**Work to be completed:**
Format the rows below as a Markdown table with the columns n and Line, numbering each line and leaving out blank lines. Include only the lines from the one containing "328, row 270." up to and including the one containing "column 648, row 230".

**Lines of data:**
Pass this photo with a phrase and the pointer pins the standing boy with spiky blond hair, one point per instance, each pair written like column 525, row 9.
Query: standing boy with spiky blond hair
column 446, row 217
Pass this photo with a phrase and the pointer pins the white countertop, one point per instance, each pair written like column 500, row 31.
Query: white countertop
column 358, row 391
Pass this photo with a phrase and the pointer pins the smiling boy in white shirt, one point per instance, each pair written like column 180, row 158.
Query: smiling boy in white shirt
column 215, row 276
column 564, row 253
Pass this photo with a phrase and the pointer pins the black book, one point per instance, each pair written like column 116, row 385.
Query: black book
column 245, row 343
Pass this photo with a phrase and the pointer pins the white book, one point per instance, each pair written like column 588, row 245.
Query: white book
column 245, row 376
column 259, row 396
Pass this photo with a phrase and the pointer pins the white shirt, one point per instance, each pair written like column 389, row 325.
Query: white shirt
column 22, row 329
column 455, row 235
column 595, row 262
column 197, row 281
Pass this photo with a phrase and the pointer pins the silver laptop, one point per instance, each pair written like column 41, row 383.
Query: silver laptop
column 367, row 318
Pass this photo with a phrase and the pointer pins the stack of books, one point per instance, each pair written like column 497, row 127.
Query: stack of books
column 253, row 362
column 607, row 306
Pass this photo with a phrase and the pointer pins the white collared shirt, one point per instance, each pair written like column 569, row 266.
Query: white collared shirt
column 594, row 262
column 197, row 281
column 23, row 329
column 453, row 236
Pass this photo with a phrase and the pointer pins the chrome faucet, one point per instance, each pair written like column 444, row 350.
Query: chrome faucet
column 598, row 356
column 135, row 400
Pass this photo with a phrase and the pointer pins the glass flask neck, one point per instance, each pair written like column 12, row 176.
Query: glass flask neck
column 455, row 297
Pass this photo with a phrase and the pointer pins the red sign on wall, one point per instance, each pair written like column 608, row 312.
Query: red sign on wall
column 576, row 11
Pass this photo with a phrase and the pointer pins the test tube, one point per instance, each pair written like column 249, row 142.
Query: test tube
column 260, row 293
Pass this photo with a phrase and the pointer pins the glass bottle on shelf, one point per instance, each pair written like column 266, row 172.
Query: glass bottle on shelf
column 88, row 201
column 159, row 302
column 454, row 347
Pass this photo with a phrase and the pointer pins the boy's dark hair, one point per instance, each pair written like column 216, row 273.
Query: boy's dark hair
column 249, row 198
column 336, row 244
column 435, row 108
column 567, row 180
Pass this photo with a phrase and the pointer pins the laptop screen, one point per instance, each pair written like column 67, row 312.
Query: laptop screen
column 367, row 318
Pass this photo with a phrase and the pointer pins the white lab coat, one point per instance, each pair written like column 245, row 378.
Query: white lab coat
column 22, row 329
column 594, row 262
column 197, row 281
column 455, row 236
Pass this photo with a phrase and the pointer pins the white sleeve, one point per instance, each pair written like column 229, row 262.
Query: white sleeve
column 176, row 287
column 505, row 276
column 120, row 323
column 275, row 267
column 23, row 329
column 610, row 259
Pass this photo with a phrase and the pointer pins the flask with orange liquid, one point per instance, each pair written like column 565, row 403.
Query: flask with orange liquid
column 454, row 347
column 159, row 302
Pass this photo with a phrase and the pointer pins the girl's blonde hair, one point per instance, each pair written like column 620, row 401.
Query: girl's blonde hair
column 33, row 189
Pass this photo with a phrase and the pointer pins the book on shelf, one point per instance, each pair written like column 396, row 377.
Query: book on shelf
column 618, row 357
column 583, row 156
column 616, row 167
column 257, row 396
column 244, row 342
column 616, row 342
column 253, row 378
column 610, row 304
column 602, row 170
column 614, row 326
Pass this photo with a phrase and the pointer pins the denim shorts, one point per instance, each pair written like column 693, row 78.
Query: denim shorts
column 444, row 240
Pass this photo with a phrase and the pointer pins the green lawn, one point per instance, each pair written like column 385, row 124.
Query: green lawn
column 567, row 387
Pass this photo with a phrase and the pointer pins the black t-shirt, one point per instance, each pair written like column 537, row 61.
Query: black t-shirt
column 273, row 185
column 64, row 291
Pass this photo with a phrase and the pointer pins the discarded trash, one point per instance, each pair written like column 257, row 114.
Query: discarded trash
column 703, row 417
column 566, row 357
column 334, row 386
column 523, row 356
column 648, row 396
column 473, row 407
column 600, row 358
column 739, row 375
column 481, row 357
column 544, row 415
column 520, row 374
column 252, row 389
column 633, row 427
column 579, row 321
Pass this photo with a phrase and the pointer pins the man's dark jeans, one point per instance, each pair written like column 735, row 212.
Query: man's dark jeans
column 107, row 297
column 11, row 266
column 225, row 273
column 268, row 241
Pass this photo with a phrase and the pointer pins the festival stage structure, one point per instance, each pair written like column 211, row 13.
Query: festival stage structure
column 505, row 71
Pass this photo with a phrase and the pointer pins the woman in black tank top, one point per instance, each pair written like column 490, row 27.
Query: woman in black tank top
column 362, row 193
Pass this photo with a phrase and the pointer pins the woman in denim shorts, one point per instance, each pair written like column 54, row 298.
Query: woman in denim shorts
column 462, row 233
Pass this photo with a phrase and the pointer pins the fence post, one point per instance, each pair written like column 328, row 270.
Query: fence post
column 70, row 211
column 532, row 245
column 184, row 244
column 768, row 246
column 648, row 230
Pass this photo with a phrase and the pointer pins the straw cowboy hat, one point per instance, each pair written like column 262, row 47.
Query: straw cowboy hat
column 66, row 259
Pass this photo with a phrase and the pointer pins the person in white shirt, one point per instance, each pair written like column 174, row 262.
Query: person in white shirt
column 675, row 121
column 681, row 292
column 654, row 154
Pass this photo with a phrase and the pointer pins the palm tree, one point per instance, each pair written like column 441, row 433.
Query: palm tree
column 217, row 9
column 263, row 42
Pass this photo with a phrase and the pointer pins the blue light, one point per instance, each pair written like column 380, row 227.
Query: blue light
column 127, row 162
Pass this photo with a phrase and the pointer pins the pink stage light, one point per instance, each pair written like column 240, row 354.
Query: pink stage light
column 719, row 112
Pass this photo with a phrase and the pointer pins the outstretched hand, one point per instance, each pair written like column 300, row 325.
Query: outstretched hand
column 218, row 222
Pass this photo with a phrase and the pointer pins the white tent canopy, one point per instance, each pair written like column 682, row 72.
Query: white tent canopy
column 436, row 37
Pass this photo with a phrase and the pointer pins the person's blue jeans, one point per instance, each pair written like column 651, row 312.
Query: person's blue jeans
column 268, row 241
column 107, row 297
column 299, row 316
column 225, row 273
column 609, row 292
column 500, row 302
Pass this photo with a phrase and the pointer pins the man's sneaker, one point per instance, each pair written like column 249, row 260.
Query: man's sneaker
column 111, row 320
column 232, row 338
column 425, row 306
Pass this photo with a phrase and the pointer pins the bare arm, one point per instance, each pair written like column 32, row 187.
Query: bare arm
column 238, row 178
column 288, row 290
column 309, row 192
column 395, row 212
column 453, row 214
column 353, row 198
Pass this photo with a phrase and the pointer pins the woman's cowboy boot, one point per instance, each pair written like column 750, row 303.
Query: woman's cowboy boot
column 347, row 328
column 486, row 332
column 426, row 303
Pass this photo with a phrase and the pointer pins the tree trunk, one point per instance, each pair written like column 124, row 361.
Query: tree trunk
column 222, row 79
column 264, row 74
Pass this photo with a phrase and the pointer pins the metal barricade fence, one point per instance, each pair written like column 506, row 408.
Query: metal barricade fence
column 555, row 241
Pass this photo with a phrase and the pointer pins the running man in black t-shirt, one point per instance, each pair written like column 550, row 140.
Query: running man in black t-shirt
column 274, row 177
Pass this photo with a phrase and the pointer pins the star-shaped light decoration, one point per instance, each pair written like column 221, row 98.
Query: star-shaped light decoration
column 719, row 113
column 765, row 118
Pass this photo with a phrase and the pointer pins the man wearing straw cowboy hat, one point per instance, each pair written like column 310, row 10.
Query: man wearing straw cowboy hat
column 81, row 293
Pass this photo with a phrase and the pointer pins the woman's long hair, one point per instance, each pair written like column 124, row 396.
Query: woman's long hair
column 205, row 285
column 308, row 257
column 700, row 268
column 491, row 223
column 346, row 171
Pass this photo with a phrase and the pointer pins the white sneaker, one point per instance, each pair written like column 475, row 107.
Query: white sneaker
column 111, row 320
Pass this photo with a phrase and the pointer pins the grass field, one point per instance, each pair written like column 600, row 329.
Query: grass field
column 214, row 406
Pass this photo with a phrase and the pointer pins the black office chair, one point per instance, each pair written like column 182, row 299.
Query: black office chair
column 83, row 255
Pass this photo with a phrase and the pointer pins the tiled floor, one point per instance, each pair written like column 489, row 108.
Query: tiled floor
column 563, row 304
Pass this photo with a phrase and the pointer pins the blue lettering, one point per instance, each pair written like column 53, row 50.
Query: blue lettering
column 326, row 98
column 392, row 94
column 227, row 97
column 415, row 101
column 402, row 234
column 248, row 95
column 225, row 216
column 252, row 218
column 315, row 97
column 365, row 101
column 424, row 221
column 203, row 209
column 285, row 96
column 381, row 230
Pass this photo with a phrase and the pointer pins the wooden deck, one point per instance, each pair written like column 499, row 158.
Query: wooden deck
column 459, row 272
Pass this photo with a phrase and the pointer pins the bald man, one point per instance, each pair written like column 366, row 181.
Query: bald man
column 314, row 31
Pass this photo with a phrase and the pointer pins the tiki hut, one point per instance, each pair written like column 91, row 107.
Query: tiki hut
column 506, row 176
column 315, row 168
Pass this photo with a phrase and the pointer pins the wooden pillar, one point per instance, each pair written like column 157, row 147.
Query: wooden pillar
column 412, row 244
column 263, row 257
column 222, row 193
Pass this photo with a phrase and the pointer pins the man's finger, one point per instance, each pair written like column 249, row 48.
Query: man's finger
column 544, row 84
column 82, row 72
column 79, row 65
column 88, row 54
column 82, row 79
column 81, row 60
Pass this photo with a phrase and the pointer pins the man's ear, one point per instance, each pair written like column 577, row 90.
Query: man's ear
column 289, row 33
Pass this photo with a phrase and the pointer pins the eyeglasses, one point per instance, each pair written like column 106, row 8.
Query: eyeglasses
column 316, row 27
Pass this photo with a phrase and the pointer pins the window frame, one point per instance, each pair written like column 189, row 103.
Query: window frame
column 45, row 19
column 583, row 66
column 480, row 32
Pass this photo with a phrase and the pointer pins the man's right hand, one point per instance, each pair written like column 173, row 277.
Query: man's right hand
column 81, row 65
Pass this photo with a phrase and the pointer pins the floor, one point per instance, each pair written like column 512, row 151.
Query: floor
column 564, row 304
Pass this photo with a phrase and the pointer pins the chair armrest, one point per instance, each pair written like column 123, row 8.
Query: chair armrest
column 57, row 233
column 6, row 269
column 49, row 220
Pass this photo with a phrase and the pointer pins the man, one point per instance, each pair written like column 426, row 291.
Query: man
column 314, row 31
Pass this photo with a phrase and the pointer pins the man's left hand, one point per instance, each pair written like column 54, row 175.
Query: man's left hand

**Response to the task:**
| n | Line |
|---|---|
| 1 | Pass this photo with a phrase and the pointer pins the fence post, one point per instance, each pair written like column 328, row 270. |
| 2 | Query: fence post |
| 3 | column 70, row 211 |
| 4 | column 532, row 245 |
| 5 | column 184, row 244 |
| 6 | column 768, row 246 |
| 7 | column 648, row 230 |